### Problem to work on:
Retype the material that follows exactly, limited to the lines from the one with "Target: beige wall" through the one with "Would you kindly mark the window in", and keep out all pictures.

### Recorded information:
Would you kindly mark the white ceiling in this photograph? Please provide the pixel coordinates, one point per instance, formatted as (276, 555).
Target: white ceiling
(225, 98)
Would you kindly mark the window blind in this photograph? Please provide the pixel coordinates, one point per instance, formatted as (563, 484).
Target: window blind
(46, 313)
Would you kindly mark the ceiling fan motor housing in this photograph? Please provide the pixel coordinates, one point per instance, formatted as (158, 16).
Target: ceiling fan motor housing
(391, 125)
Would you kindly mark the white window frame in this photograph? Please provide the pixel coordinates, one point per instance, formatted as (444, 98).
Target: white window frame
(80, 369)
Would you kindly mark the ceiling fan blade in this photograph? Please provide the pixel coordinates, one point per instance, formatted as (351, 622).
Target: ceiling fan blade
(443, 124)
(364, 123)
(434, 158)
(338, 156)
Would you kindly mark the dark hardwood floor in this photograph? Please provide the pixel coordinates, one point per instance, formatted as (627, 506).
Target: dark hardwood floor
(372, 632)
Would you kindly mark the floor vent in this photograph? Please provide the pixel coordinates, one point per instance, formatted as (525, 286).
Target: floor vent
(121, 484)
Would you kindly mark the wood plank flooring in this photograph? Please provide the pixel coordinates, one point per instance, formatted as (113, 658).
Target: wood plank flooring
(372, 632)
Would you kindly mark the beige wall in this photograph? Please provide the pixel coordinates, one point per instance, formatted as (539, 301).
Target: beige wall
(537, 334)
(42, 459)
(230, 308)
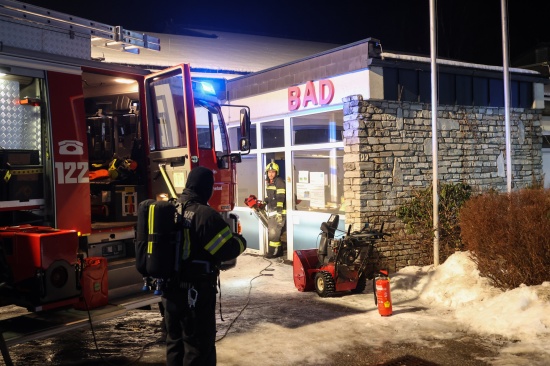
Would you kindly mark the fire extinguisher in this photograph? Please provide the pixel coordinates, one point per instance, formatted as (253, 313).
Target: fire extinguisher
(382, 295)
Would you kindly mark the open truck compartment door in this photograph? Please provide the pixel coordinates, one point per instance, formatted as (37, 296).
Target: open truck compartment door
(169, 105)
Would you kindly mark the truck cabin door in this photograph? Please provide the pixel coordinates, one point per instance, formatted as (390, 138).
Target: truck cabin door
(186, 129)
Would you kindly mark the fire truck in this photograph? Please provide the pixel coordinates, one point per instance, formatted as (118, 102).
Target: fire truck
(83, 142)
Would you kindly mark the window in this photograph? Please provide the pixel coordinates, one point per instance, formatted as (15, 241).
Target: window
(247, 179)
(167, 126)
(318, 176)
(210, 127)
(317, 128)
(273, 134)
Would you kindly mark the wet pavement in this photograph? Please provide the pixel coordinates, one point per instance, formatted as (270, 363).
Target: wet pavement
(266, 321)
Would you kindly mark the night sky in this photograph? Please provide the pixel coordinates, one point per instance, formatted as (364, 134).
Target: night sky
(467, 30)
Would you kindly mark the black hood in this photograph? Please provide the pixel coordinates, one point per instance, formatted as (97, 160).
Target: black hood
(201, 182)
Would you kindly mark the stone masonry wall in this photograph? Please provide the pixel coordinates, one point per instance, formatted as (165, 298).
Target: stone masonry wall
(388, 155)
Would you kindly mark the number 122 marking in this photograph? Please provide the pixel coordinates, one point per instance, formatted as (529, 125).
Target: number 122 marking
(66, 172)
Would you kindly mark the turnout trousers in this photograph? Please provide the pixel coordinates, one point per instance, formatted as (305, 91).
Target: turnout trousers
(190, 331)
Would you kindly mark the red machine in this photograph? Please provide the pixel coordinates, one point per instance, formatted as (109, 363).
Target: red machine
(42, 266)
(339, 264)
(86, 148)
(94, 283)
(382, 294)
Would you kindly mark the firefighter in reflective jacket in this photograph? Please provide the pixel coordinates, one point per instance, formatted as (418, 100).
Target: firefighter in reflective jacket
(275, 199)
(190, 301)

### Written reply:
Target: beige wall
(537, 334)
(42, 459)
(230, 308)
Would you kindly mark the fire extinguisher in this photograph? Please provide the pixel coordinates, one point per instance, formatted as (253, 313).
Target: fire extinguisher
(382, 295)
Would you kindly mark the open truck compartment door in this photograph? Please provide the pixel coordinates, one point per instance, formatted as (37, 296).
Target: open truck compartment door
(169, 105)
Would you kindly mark the truck cabin door in this photograph? Please provide the pixel coordinates, one point per instance, formatted as (390, 138).
Target: truck cabin door
(186, 129)
Would you kindly mark the fire truck in this photograph? Please provide the pixel coordinates, one point per instance, formatted as (118, 102).
Target: fire truck
(83, 142)
Would you kindly mark the window in this photograph? Please provide the pixel coordinates, one point per instance, formatted as (15, 241).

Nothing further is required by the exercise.